作業指示 ->
[1] 映画評の本文によると、原作小説は何年に発表されたか。
[2] 映画評の本文のうち、「1922年発表のスコット・フィッツジェラルド作、同名小説が原作。」を含む語句で始まり「ま い き だ ぞ !」で終わる部分を、「ブラピ」を「ブラッド・ピット」に切り替えて示せ。

本文 ->

=====

「ベンジャミン・バトン 数奇な人生」





老人の姿で生まれて、
その後どんどんと若返ってゆく1人の男性の人生を描いたお話です。
1922年発表のスコット・フィッツジェラルド作、同名小説が原作。

奇抜なプロットを安定した質の小エピソードで埋めていく手法で、
3時間作品ですがさすがフィンチャー監督、狂いがない。

下記ねたばれ

ベンジャミンの子供の頃のへたれぶりを沢山みたあとに
イケメンになったブラピがいい男ふうに振舞うと
ベ ン ジ ャ ミ ン の く せ に な ま い き だ ぞ !
と思いますね(笑)

若い頃の老け特殊メイクもすごいですが、真骨頂は
いまより25歳は若返ったブラピを出現させたところ!
あれは何…CG…?ビューティーコロシアム?
そりゃあんな綺麗なものが現れたら女は打撃受けるYO…。

=====

記録一覧 ->
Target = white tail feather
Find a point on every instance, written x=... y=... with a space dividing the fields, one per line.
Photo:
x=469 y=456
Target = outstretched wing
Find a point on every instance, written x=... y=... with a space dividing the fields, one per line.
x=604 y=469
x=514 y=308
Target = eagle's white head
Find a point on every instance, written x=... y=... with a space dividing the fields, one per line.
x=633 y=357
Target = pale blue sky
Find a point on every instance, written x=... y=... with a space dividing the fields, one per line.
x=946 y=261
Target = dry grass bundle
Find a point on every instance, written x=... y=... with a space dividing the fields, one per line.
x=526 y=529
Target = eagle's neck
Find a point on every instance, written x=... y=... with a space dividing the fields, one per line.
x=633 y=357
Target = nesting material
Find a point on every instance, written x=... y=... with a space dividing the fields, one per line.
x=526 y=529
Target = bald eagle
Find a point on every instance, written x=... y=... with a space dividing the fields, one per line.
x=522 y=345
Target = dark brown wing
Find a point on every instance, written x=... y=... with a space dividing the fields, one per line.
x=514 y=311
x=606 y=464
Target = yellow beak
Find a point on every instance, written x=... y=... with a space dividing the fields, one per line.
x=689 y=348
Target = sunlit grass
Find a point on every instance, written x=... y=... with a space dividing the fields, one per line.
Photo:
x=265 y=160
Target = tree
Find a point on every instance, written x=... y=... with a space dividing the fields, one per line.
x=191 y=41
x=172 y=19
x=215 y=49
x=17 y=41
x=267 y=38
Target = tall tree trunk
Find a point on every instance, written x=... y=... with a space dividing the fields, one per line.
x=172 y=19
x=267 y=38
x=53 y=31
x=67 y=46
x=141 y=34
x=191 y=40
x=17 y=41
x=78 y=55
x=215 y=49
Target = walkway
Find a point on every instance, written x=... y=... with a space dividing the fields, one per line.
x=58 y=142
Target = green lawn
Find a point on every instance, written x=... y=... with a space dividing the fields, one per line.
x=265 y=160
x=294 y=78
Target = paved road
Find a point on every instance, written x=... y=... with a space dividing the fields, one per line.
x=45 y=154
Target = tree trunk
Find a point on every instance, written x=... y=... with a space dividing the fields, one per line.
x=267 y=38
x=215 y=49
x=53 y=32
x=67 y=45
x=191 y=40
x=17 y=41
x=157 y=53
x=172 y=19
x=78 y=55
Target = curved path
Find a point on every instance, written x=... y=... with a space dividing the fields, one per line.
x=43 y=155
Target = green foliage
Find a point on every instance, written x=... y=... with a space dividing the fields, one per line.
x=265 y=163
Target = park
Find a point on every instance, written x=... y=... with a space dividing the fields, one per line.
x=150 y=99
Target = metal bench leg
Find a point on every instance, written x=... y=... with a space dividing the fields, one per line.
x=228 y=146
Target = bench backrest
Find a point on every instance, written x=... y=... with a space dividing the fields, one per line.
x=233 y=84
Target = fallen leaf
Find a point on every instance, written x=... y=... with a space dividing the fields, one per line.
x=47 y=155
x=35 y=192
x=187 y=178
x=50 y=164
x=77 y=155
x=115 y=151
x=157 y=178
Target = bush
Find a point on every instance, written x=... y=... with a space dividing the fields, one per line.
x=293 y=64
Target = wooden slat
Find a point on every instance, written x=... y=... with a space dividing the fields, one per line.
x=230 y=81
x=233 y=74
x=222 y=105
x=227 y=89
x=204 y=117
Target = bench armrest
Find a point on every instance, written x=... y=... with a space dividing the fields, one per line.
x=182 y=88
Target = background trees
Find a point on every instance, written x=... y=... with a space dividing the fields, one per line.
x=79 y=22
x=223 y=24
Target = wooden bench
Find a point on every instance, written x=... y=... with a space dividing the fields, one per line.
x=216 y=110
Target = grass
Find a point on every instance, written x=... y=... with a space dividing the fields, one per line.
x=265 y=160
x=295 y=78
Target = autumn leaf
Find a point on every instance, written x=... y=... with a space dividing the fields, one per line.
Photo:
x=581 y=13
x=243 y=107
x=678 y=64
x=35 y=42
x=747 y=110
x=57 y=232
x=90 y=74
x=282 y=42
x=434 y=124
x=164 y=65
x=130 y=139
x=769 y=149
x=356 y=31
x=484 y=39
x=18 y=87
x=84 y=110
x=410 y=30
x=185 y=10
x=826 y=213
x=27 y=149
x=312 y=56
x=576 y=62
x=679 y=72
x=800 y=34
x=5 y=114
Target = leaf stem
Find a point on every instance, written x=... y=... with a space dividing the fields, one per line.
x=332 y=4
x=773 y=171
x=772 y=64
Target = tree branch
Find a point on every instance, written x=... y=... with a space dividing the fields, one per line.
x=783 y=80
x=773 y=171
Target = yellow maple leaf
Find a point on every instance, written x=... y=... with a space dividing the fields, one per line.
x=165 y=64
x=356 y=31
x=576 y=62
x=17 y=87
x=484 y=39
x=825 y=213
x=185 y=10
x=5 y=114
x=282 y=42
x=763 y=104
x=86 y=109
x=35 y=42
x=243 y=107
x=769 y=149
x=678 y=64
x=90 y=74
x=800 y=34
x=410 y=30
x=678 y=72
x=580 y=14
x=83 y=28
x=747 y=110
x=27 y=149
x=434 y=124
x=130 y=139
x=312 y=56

=====

解答 ->
[1] 1922年

[2]
1922年発表のスコット・フィッツジェラルド作、同名小説が原作。

奇抜なプロットを安定した質の小エピソードで埋めていく手法で、
3時間作品ですがさすがフィンチャー監督、狂いがない。

下記ねたばれ

ベンジャミンの子供の頃のへたれぶりを沢山みたあとに
イケメンになったブラッド・ピットがいい男ふうに振舞うと
ベ ン ジ ャ ミ ン の く せ に な ま い き だ ぞ !